• Your task:
Express every line of the listing below as a JSON list of strings, one string per line, omitting blank lines. Leave the pictures out of the answer.

• Labeled points records:
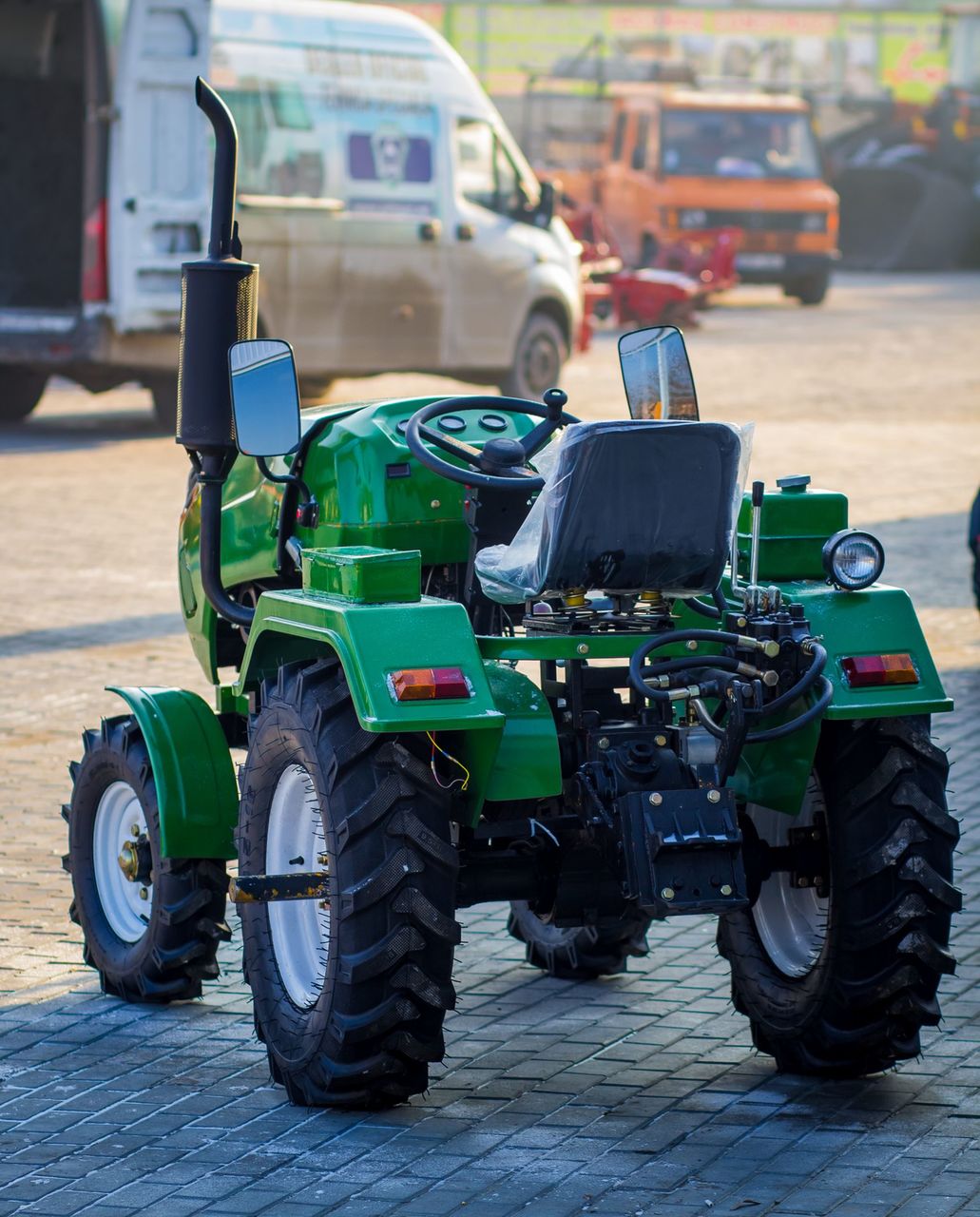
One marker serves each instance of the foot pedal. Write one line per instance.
(683, 851)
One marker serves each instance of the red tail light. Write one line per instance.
(429, 685)
(94, 261)
(867, 670)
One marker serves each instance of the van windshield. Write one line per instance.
(738, 144)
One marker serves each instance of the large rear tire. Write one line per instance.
(580, 953)
(348, 999)
(21, 388)
(840, 983)
(152, 929)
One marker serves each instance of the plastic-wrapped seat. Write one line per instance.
(628, 505)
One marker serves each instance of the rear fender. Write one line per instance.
(879, 621)
(192, 770)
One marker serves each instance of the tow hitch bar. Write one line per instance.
(300, 885)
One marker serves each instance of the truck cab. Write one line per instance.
(683, 162)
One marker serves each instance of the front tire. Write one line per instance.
(21, 390)
(348, 999)
(538, 359)
(580, 953)
(152, 929)
(840, 985)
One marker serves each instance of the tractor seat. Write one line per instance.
(628, 507)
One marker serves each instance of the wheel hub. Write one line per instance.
(123, 861)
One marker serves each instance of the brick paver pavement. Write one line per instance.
(633, 1095)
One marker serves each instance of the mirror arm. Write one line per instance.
(212, 479)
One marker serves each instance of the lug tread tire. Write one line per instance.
(377, 1025)
(186, 917)
(580, 953)
(892, 843)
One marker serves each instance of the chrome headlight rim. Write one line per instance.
(839, 577)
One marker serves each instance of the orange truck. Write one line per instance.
(680, 164)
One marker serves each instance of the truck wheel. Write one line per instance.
(151, 924)
(812, 289)
(538, 359)
(839, 985)
(580, 953)
(163, 391)
(20, 391)
(348, 999)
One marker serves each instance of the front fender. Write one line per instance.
(192, 770)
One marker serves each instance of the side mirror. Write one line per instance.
(656, 374)
(264, 396)
(546, 209)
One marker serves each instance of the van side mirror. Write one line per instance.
(656, 374)
(264, 396)
(546, 209)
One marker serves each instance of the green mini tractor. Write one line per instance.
(476, 650)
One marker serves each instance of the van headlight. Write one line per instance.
(854, 560)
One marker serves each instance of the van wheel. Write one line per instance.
(151, 924)
(21, 388)
(580, 953)
(538, 357)
(163, 390)
(350, 995)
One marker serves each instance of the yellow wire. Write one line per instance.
(448, 757)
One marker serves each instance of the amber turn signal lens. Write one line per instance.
(868, 670)
(429, 685)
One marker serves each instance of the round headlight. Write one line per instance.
(854, 560)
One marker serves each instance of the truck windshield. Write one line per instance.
(738, 144)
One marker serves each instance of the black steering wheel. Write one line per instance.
(502, 463)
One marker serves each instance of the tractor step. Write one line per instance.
(683, 851)
(302, 885)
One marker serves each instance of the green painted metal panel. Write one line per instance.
(372, 643)
(192, 770)
(528, 763)
(797, 522)
(363, 573)
(879, 621)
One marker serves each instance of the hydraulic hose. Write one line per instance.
(801, 686)
(211, 555)
(800, 722)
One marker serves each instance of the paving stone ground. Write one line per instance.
(632, 1095)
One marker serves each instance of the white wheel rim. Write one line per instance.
(120, 818)
(792, 921)
(299, 929)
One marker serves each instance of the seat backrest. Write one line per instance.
(641, 505)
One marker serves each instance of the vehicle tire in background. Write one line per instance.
(811, 289)
(840, 983)
(538, 359)
(21, 388)
(151, 924)
(163, 391)
(580, 953)
(350, 996)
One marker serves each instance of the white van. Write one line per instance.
(397, 225)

• Solution to this problem:
[
  "One marker serves each instance of the foot pedal. Write one line per instance.",
  "(683, 851)",
  "One marker serves each instance of the red tail light. Write one line per instance.",
  "(429, 685)",
  "(94, 261)",
  "(867, 670)",
  "One marker serves each instance of the van windshield. Write one line per instance.",
  "(738, 144)",
  "One marker serves each instance of the large rear tire. Write one line per instance.",
  "(580, 953)",
  "(348, 999)",
  "(21, 388)",
  "(840, 983)",
  "(152, 929)",
  "One marker serves each instance of the plastic-wrapped seat. Write one line per instance.",
  "(628, 505)",
  "One marker serves each instance of the rear fender. Write one line per instance.",
  "(879, 621)",
  "(192, 770)",
  "One marker serves each instance of the tow hitch bar. Write one line per instance.",
  "(300, 885)",
  "One marker serves each instance of the truck cab. Write one line per instance.",
  "(683, 162)",
  "One marker serves each instance of the front tire. Write one line per instance.",
  "(21, 390)",
  "(348, 999)",
  "(538, 359)",
  "(580, 953)",
  "(152, 929)",
  "(840, 985)",
  "One marker serves each instance of the tractor seat. Write one line per instance.",
  "(628, 507)",
  "One marker serves each instance of the wheel hub. Write one line per instance.",
  "(123, 861)",
  "One marker serves each instance of the brick paver pavement. Write one line per instance.",
  "(633, 1095)",
  "One marker serves each instance of the mirror arm. Write one line per instance.",
  "(212, 479)",
  "One marker serves each instance of the lug tread tire. Write one line per instance.",
  "(377, 1025)",
  "(186, 917)",
  "(580, 953)",
  "(892, 843)",
  "One marker serves each instance of the chrome headlight rim. Write one line per instance.",
  "(839, 577)",
  "One marker serves each instance of the orange truck. Write one line per instance.",
  "(680, 164)",
  "One marker serves each instance of the truck wheel. Write one line per instance.",
  "(151, 924)",
  "(812, 289)",
  "(538, 359)",
  "(839, 985)",
  "(580, 953)",
  "(163, 391)",
  "(20, 391)",
  "(348, 999)",
  "One marker serves each instance of the front fender. Write one line per instance.",
  "(192, 770)",
  "One marker serves each instance of the side mirror. Write one line per instance.",
  "(656, 374)",
  "(264, 396)",
  "(546, 209)",
  "One marker serves each instance of the van side mirror. Write one line per instance.",
  "(656, 374)",
  "(264, 396)",
  "(546, 209)",
  "One marker serves each instance of the green mini tractor. Write one line per instance.",
  "(476, 650)",
  "One marker serves each instance of the van headlight. Write one line per instance.",
  "(854, 560)",
  "One marker serves each instance of the van wheel. Write one line per instance.",
  "(151, 924)",
  "(21, 388)",
  "(580, 953)",
  "(538, 357)",
  "(163, 390)",
  "(350, 995)",
  "One marker serves each instance of the yellow wire. Write one line per instance.",
  "(448, 757)",
  "One marker serves each instance of the amber turn signal lens. Write one line per instance.",
  "(868, 670)",
  "(429, 685)",
  "One marker serves each instance of the round headlight. Write one line per instance.",
  "(854, 560)",
  "One marker serves each instance of the truck windshield. Write one line per instance.",
  "(738, 144)",
  "One marker serves each instance of the black steering wheel. Write one line per instance.",
  "(502, 463)",
  "One marker serves each instance of the tractor step. Write one line per instance.",
  "(683, 851)",
  "(302, 885)",
  "One marker serves each instance of the green painted metal panel. Write one line per instance.",
  "(372, 643)",
  "(192, 770)",
  "(528, 763)",
  "(797, 522)",
  "(363, 573)",
  "(879, 621)",
  "One marker serves each instance of the hydraulic hose. Write one line per instance.",
  "(801, 686)",
  "(211, 555)",
  "(800, 722)",
  "One marker serves each instance of the paving stone ground. Write one line per instance.",
  "(632, 1095)",
  "One marker serves each instance of the white wheel rim. Write one line per instance.",
  "(120, 818)",
  "(792, 921)",
  "(299, 929)",
  "One marker serves each instance of the seat backrest. Write one line per instance.",
  "(641, 505)",
  "One marker serves each instance of the vehicle tire in background. Write one line per instance.",
  "(811, 289)",
  "(840, 983)",
  "(538, 359)",
  "(21, 388)",
  "(151, 924)",
  "(163, 391)",
  "(580, 953)",
  "(350, 996)",
  "One marker serves each instance of the white van. Write one line per instance.",
  "(397, 225)"
]